■ **Provided text**
* begin *

On the 31st, Mr. Hot and I went out to dinner. We couldn’t celebrate the coming of 1991 - we didn’t know if there would be anything to celebrate. Afterwards, we went back to what we now called home and spent one last night together. When he got up to deliver papers the next morning, I couldn’t go back to sleep. I waited for him. I paced. I cried. I couldn’t believe it was over already - and I had to go back to Practice’s house that night. I got the feeling that Mr. Hot thought I was leaving for good. Nothing I could do or say convinced him otherwise.
The worst part was I had to drive back to the airport in Ohio. The flight was landing in the afternoon and I had a five hour drive. I wanted to stay with Mr. Hot as long as I possibly could, so I left the cats with him - I couldn’t take the time to drop them off at the house. I would think of an excuse on the way.
*********************
These were the days when you could still get through security without a boarding pass and go directly to the gate to wait for someone. I was sitting next to the door, my head leaning on the cinderblock wall with my eyes closed when the flight landed. Soon the passengers were off the plane and Practice was standing in front of me. He grabbed me to pull me up from the seat. I resisted at the same time. As I fell back into the chair, my head slammed back into the cinderblock. Immediately a knot rose on the back of my head and I had an instant headache.
*********************
Once we dropped R off, and headed down the road, the questions came.
“Where were you last night? I called several times. The florist said the flowers I sent you were left at the neighbors.”
I told him that I had gone to a girlfriend’s house. My head was throbbing and I was concentrating on staying awake and as alert as I could. I knew if I did tell him where I had been, I ran the risk of him driving off the road - and I was in no shape at that point to prevent anything from happening. He told me that he knew I was lying, he’d called that girlfriend’s house. I told him I was at Mr. Hot’s apartment. (He still didn’t know that this was the man I was in love with. He thought he was just the cat sitter.) For some reason, that shut him up.

* end *

■ **Set problem**
Reproduce the memoir excerpt above in full, word for word.

Stored entries
* begin *

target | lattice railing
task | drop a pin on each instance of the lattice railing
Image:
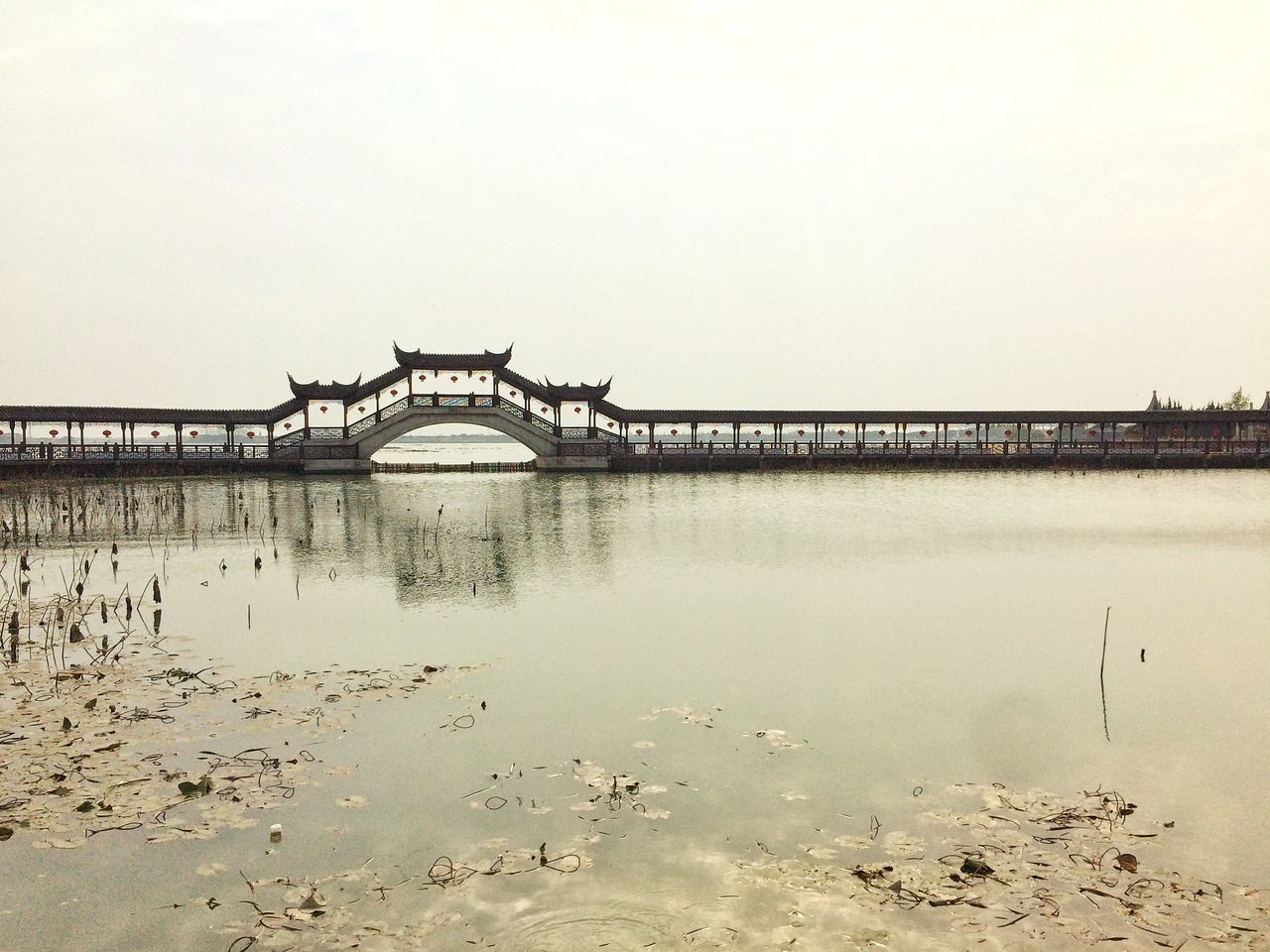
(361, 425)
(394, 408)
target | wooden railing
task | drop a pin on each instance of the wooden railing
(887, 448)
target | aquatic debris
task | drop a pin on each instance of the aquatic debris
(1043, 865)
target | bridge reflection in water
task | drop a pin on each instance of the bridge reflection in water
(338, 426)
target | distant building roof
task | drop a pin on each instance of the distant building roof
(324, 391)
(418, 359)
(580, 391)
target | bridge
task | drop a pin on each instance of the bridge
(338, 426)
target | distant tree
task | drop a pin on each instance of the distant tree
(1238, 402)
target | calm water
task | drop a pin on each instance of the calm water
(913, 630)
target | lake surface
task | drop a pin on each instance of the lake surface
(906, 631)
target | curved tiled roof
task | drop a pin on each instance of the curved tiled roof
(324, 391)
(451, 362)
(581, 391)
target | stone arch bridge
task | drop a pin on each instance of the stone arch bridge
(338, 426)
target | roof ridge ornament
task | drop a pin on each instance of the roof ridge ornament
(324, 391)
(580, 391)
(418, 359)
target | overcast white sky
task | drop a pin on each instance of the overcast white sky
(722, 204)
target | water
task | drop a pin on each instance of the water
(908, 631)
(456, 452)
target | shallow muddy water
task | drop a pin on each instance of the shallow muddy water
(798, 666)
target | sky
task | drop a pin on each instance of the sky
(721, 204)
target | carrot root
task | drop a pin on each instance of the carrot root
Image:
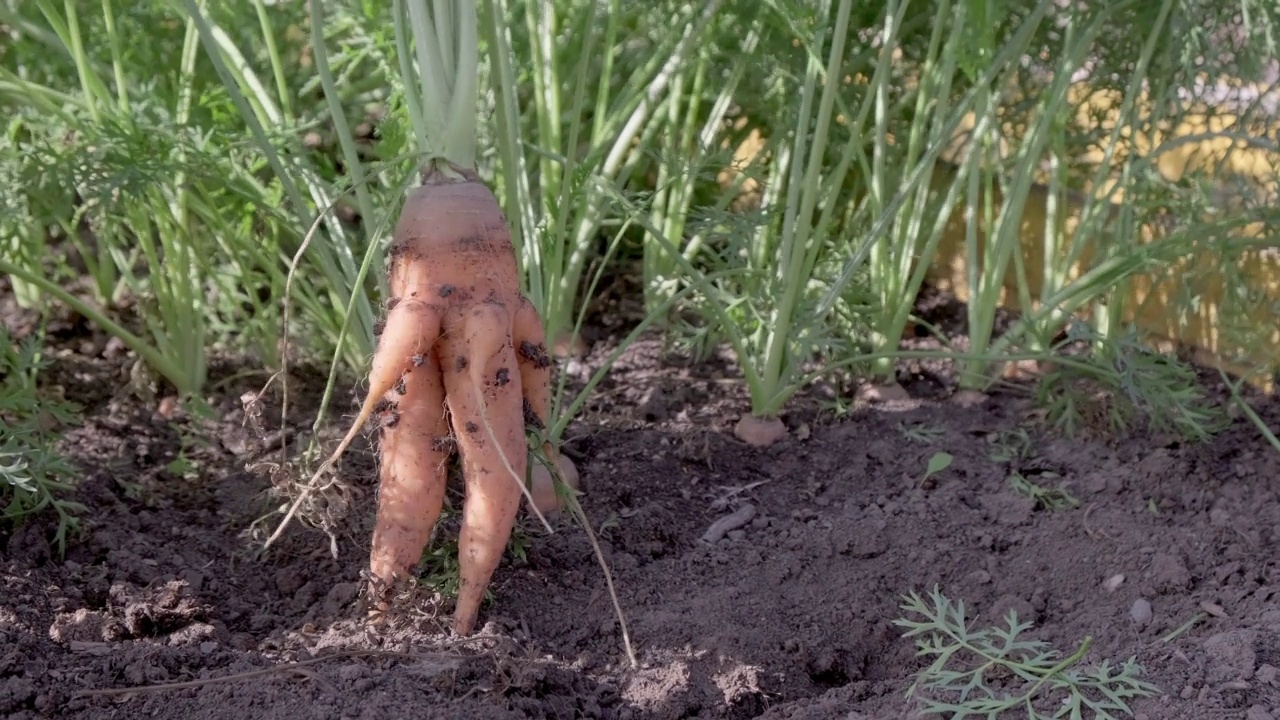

* end *

■ **The answer**
On the 31st, Mr. Hot and I went out to dinner. We couldn’t celebrate the coming of 1991 - we didn’t know if there would be anything to celebrate. Afterwards, we went back to what we now called home and spent one last night together. When he got up to deliver papers the next morning, I couldn’t go back to sleep. I waited for him. I paced. I cried. I couldn’t believe it was over already - and I had to go back to Practice’s house that night. I got the feeling that Mr. Hot thought I was leaving for good. Nothing I could do or say convinced him otherwise.
The worst part was I had to drive back to the airport in Ohio. The flight was landing in the afternoon and I had a five hour drive. I wanted to stay with Mr. Hot as long as I possibly could, so I left the cats with him - I couldn’t take the time to drop them off at the house. I would think of an excuse on the way.
*********************
These were the days when you could still get through security without a boarding pass and go directly to the gate to wait for someone. I was sitting next to the door, my head leaning on the cinderblock wall with my eyes closed when the flight landed. Soon the passengers were off the plane and Practice was standing in front of me. He grabbed me to pull me up from the seat. I resisted at the same time. As I fell back into the chair, my head slammed back into the cinderblock. Immediately a knot rose on the back of my head and I had an instant headache.
*********************
Once we dropped R off, and headed down the road, the questions came.
“Where were you last night? I called several times. The florist said the flowers I sent you were left at the neighbors.”
I told him that I had gone to a girlfriend’s house. My head was throbbing and I was concentrating on staying awake and as alert as I could. I knew if I did tell him where I had been, I ran the risk of him driving off the road - and I was in no shape at that point to prevent anything from happening. He told me that he knew I was lying, he’d called that girlfriend’s house. I told him I was at Mr. Hot’s apartment. (He still didn’t know that this was the man I was in love with. He thought he was just the cat sitter.) For some reason, that shut him up.